◆ PROBLEM DESCRIPTION
Please tally the lines in the records that include the word "window" and answer with the bare number.

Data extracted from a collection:
= Beginning of Section =

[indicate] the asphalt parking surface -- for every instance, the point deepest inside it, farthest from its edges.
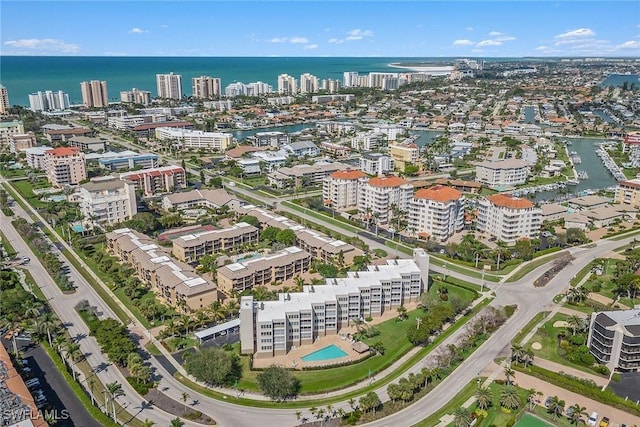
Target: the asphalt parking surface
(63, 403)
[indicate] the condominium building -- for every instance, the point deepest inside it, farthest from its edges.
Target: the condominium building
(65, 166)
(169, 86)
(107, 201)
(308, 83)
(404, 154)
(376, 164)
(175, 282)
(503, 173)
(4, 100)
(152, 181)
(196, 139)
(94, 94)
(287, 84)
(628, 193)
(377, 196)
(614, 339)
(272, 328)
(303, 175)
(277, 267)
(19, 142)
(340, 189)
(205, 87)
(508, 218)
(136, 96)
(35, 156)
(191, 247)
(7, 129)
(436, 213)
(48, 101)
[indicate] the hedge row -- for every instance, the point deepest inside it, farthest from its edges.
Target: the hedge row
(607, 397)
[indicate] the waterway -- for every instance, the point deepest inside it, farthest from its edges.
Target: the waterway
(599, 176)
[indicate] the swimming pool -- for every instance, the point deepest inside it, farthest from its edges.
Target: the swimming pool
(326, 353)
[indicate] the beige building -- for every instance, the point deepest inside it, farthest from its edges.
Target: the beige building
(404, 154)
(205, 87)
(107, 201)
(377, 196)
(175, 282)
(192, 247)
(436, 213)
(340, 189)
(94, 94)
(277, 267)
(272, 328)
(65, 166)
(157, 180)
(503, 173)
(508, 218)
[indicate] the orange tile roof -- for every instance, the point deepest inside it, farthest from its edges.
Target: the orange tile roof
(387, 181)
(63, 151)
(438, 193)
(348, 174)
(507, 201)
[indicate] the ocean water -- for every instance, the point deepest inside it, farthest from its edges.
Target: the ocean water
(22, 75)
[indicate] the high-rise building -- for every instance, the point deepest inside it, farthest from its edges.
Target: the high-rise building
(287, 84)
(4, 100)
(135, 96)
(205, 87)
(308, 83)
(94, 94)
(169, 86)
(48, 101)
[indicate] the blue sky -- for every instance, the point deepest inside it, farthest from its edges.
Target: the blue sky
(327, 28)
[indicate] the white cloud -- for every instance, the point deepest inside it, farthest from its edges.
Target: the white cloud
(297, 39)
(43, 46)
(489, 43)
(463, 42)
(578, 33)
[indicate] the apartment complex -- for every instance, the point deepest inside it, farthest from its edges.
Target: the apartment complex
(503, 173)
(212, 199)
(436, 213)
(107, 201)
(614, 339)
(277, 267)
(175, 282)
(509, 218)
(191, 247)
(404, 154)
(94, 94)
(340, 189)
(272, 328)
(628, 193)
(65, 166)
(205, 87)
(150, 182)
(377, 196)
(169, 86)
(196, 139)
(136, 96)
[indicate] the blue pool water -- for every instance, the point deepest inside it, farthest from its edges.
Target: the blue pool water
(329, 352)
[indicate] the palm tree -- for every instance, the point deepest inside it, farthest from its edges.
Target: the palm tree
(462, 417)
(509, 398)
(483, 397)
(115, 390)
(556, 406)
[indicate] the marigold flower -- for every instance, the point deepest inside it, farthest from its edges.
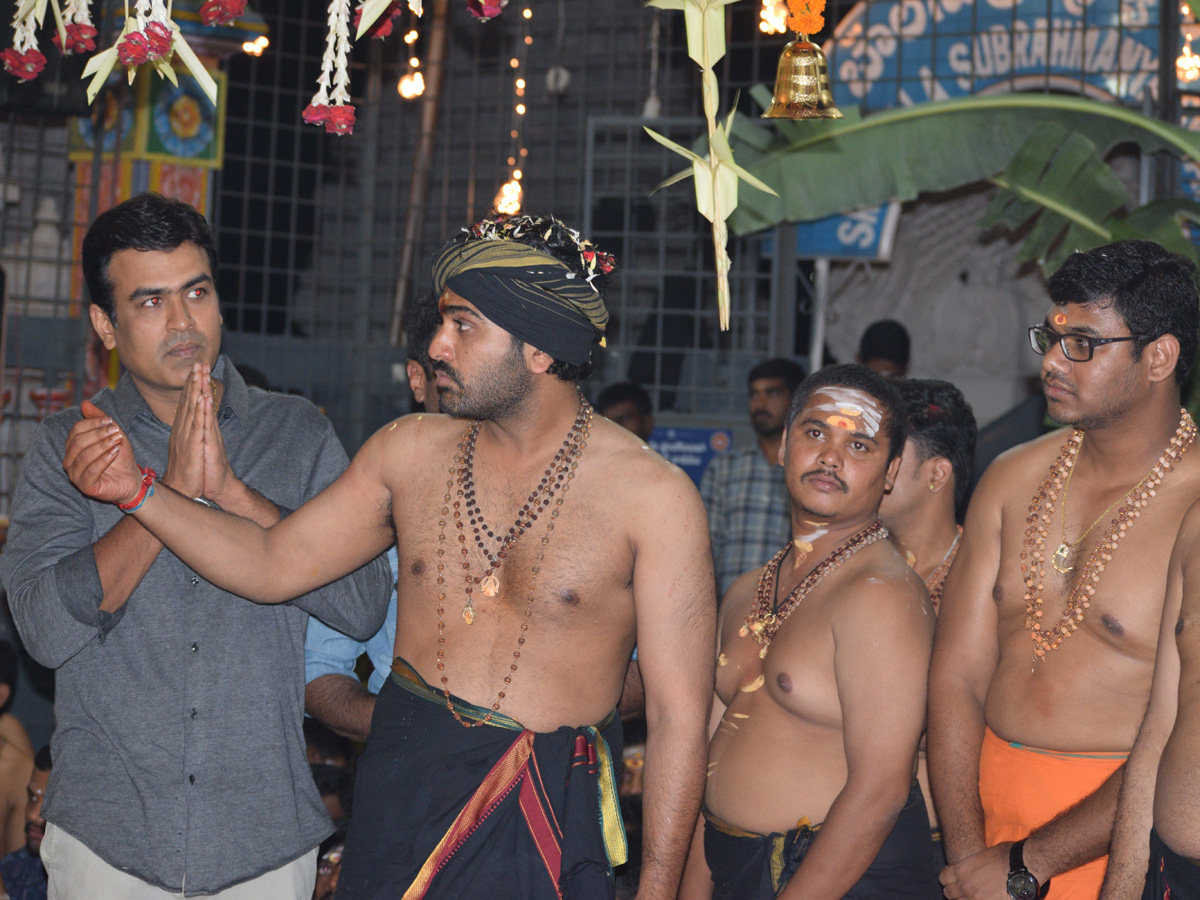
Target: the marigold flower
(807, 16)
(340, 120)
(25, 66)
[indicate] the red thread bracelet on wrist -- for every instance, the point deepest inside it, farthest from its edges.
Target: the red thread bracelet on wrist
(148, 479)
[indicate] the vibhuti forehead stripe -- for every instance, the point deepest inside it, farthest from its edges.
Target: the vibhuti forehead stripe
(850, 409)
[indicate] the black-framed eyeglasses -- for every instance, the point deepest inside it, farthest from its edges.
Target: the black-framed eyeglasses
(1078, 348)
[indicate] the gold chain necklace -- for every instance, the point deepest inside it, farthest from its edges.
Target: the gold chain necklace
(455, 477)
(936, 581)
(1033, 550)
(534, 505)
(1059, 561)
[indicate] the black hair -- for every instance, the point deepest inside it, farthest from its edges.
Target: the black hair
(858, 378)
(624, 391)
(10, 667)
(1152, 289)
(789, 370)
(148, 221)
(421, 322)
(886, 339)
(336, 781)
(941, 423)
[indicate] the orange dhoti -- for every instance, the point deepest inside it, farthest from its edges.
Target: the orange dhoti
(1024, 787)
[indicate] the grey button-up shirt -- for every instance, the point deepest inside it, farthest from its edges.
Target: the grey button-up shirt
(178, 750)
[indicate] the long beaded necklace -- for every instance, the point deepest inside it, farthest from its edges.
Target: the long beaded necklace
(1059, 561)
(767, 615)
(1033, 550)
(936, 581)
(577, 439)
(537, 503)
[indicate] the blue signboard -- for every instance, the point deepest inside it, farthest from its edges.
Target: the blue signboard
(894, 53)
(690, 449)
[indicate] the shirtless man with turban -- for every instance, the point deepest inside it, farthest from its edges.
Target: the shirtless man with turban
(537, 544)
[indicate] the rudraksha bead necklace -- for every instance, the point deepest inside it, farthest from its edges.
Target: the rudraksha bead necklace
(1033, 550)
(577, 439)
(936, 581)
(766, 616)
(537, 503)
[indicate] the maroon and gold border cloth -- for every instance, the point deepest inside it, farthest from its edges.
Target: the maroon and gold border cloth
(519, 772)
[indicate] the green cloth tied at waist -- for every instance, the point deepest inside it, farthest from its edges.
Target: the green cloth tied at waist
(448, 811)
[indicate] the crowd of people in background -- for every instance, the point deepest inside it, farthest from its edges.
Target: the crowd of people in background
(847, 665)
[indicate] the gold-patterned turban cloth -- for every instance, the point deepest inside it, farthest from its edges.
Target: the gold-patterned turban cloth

= End of Section =
= Beginning of Section =

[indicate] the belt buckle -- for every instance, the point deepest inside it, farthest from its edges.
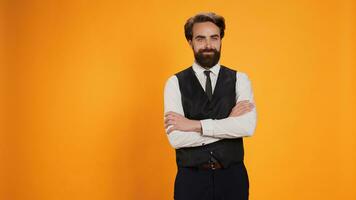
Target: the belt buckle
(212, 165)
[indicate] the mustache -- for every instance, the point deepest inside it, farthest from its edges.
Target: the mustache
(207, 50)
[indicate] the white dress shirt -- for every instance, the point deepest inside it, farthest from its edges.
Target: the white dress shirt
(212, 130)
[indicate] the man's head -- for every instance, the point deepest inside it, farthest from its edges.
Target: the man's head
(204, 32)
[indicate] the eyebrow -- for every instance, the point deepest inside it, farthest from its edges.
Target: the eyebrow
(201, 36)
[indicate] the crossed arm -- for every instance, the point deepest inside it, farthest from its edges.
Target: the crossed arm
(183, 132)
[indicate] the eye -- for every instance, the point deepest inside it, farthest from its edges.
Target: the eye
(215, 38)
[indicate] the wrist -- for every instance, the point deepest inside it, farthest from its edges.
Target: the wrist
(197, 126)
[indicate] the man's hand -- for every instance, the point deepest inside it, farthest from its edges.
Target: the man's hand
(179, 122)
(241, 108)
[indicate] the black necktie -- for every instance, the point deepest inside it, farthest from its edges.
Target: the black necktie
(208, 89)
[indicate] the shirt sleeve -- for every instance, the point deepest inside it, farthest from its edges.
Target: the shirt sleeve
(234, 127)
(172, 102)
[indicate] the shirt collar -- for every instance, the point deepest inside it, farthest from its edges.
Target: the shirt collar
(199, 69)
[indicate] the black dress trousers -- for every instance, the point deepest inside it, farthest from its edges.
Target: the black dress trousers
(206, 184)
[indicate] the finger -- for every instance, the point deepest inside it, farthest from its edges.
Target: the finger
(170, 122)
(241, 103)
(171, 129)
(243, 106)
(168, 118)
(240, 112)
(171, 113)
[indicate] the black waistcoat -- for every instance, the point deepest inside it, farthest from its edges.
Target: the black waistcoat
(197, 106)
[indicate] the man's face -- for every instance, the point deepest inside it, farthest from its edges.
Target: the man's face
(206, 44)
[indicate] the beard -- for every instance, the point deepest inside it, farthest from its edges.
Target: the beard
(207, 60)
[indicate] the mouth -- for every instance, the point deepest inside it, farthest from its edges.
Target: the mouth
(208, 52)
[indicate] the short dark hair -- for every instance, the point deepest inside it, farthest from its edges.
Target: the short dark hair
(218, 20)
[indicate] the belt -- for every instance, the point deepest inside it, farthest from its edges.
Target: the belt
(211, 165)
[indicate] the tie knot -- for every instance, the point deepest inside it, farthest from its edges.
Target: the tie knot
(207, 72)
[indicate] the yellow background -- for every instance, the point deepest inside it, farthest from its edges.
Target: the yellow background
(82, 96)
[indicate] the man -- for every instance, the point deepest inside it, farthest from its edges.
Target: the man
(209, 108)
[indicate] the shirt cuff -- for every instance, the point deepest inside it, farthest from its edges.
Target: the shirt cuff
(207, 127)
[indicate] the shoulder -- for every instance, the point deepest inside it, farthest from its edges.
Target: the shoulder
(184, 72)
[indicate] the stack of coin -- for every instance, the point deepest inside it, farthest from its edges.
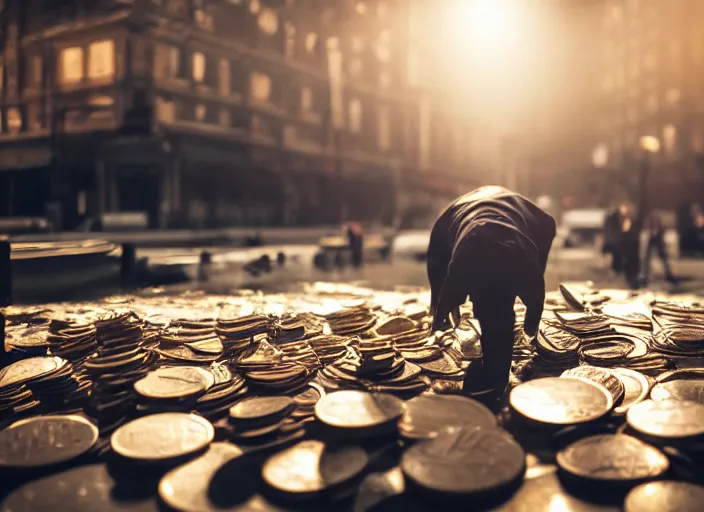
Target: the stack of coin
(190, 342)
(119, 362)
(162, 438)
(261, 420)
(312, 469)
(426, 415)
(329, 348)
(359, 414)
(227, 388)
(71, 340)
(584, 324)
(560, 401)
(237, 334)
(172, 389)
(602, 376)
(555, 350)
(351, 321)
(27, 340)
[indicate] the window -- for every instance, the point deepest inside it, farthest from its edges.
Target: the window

= End of Section =
= Beginning of Section =

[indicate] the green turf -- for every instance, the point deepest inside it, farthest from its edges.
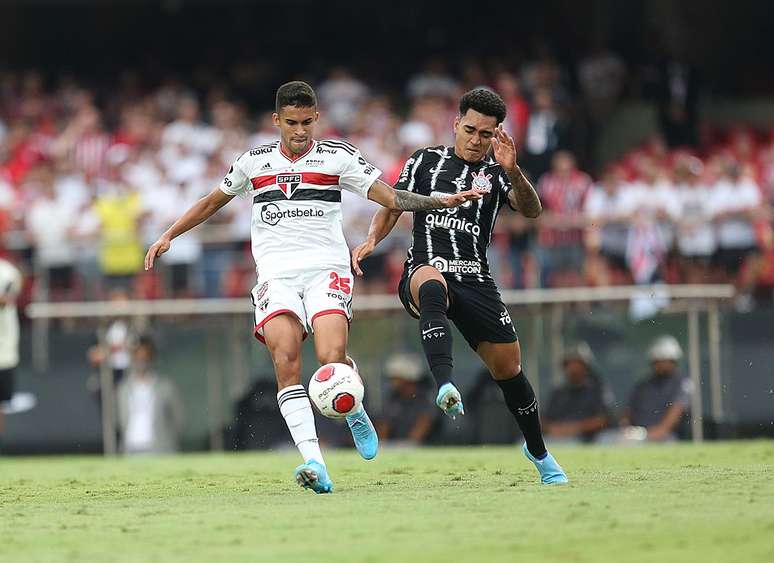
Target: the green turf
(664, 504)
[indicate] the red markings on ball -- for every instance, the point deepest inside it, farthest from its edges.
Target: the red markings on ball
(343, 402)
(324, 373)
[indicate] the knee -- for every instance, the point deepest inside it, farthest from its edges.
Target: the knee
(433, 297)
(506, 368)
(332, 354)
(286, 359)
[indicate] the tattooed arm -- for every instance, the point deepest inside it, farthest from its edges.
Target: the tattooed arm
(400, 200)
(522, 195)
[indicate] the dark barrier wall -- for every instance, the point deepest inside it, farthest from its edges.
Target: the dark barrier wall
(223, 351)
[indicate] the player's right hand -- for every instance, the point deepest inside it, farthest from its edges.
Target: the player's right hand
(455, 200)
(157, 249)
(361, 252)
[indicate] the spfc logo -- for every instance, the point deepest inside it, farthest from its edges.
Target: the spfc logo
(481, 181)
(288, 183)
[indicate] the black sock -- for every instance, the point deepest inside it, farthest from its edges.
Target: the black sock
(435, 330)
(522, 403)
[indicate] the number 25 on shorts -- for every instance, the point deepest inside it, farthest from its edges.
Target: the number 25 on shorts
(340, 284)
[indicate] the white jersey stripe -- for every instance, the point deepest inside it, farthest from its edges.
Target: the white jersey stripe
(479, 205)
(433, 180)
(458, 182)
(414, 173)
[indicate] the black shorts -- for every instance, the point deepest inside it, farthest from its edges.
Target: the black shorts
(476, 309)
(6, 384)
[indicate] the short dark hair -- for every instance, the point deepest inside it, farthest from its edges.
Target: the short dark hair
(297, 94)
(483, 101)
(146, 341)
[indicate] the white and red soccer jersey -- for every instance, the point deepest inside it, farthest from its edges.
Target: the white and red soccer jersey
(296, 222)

= End of Section =

◆ RESULT OF THE TASK
2